**必要な作業**.
1. 物流システムについての文章から、「本手引きは物流を重要戦略課題」を含む語句で始まり「と説明を進めていきましょう。」で終わる部分を、一字も変えずに書き写してください。
2. 物流システムについての文章を読み、次の問いに答えてください。
(a) 物流システムを導入する上で、『効率性』よりも重要だとされているものは何ですか。
(b) 私達の使命として挙げられているのは何ですか。
(c) 今回は第何回目とされていますか。
3. 物流システムについての文章の続きを、最後の文のあとから書いてください。

**原文**.
しかし物流システムを導入する上で、実は『効率性』よりも重要なのは『効果性』なのです。

本手引きは物流を重要戦略課題と捉えて、物流システムに積極的に投資し、目的達成を期待されている方に向けて、
『効果性の高い倉庫管理システム構築の方法』を分かりやすくお伝えしたいという思いから、私の経験をもとに好き勝手に書いています。

トップが掲げたビジョンに向けて、物流現場で働く人の地位とモチベーションを向上し、強力なコミニュケーションツールとしてITが活用されることが私達が描くビジョンです。
そしてそのような理想の物流システムの構築手法を体系化し、一社でも多くの企業に貢献することが私達の使命です。

私達もまだまだ勉強途中でありますから、皆様の課題を解決するには十分な内容ではないかもしれませんが、何か一つでもヒントや気付きを得て頂き、
本手引きが皆様の物流システム構築の一助になればとても嬉しいです。
第4回目にして、”まえがき”のような書出しとなりましたが、早速今回の本題へと説明を進めていきましょう。

**提供データ**.
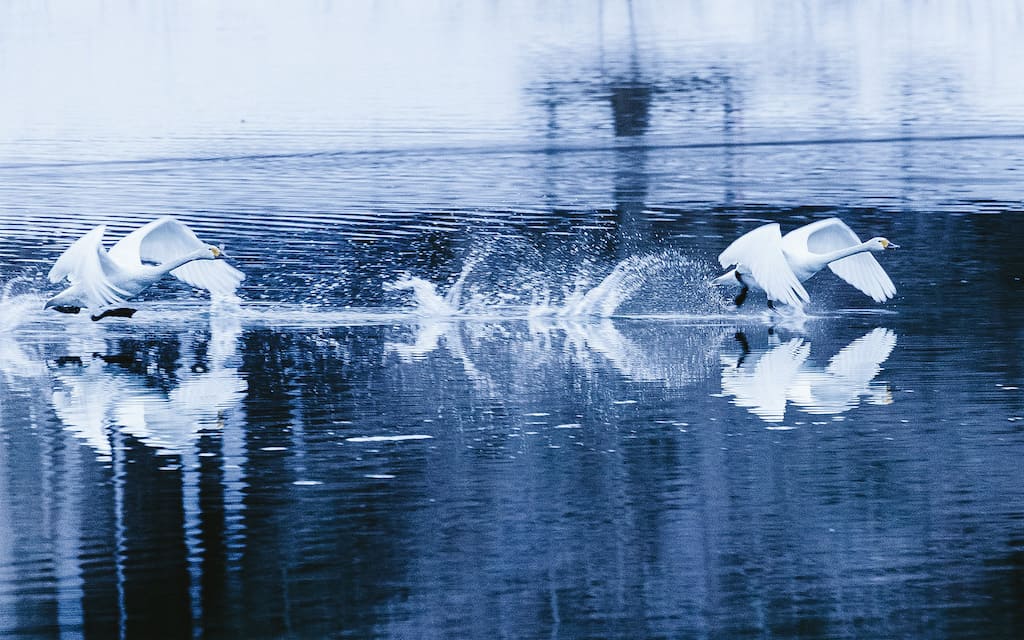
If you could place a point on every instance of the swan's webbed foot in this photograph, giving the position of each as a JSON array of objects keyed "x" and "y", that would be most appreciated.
[
  {"x": 741, "y": 297},
  {"x": 118, "y": 312}
]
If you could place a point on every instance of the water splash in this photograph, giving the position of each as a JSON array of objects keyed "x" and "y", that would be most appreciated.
[
  {"x": 17, "y": 308},
  {"x": 428, "y": 301},
  {"x": 672, "y": 282}
]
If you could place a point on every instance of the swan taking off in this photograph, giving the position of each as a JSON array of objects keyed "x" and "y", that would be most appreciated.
[
  {"x": 104, "y": 280},
  {"x": 766, "y": 260}
]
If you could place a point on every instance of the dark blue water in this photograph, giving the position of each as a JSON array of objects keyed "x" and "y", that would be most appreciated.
[{"x": 476, "y": 384}]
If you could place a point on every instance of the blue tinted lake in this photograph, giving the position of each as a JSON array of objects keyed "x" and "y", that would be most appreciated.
[{"x": 475, "y": 384}]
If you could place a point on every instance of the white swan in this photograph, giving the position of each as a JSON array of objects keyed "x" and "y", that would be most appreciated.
[
  {"x": 103, "y": 281},
  {"x": 765, "y": 260}
]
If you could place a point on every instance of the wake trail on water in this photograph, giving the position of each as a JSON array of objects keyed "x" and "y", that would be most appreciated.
[{"x": 662, "y": 284}]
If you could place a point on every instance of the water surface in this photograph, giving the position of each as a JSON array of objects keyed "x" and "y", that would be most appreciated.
[{"x": 475, "y": 384}]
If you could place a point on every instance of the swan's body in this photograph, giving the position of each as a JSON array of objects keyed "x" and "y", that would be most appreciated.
[
  {"x": 766, "y": 260},
  {"x": 104, "y": 280}
]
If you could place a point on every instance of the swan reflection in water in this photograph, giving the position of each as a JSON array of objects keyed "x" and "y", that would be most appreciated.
[
  {"x": 766, "y": 381},
  {"x": 94, "y": 393},
  {"x": 117, "y": 402}
]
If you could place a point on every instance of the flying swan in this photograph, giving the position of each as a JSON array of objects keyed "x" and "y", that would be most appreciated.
[
  {"x": 766, "y": 260},
  {"x": 103, "y": 280}
]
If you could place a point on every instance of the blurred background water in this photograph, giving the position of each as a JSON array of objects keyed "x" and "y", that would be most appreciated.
[{"x": 476, "y": 386}]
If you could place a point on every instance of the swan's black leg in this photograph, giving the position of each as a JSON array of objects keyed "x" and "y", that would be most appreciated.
[
  {"x": 741, "y": 297},
  {"x": 118, "y": 312},
  {"x": 744, "y": 345}
]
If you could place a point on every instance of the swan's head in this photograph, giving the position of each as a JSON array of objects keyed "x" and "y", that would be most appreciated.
[{"x": 881, "y": 244}]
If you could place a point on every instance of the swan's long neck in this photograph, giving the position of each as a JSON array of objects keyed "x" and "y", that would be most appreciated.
[
  {"x": 170, "y": 265},
  {"x": 844, "y": 253}
]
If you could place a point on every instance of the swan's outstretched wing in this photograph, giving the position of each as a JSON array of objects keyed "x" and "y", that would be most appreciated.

**回答**.
1.
本手引きは物流を重要戦略課題と捉えて、物流システムに積極的に投資し、目的達成を期待されている方に向けて、
『効果性の高い倉庫管理システム構築の方法』を分かりやすくお伝えしたいという思いから、私の経験をもとに好き勝手に書いています。

トップが掲げたビジョンに向けて、物流現場で働く人の地位とモチベーションを向上し、強力なコミニュケーションツールとしてITが活用されることが私達が描くビジョンです。
そしてそのような理想の物流システムの構築手法を体系化し、一社でも多くの企業に貢献することが私達の使命です。

私達もまだまだ勉強途中でありますから、皆様の課題を解決するには十分な内容ではないかもしれませんが、何か一つでもヒントや気付きを得て頂き、
本手引きが皆様の物流システム構築の一助になればとても嬉しいです。
第4回目にして、”まえがき”のような書出しとなりましたが、早速今回の本題へと説明を進めていきましょう。

2.
(a) 『効果性』
(b) 理想の物流システムの構築手法を体系化し、一社でも多くの企業に貢献すること
(c) 第4回目

3.
■「効果性」の高い現状分析とは

「ピッキングの時間や動線を図ってもっと詳細に分析はされないのですか?」
私達がご支援させて頂く企業様によくこのような質問を頂きます。

このような分析手法をワークサンプリングといいます。
作業者のプロセス単位の作業時間や作業動線をサンプリングデータとして収集し、作業に無駄や改善箇所がないかを探る方法です。
確かにこのような細かなデータ分析による作業効率改善の提案も必要だと思います。

細かい数値データで分析をした方が、高額な費用を支払って支援を依頼した方としても、「さすがはプロ!」と納得・安心されることでしょう。
しかしこれは『効率性』に重点を置いた現状分析手法です。

ここまで読み進めて頂いた方はもうお気付きかと思いますが、重要なことは『効率性』よりも『効果性』です。
『効率性』を求めるのはその後でも良いというのが私の考えです。
ですから、私達が行う一番最初の現状分析は、まずこの『効果性』という視点で実施します。

『効果性』の高い現状分析のポイントは以下の3つです。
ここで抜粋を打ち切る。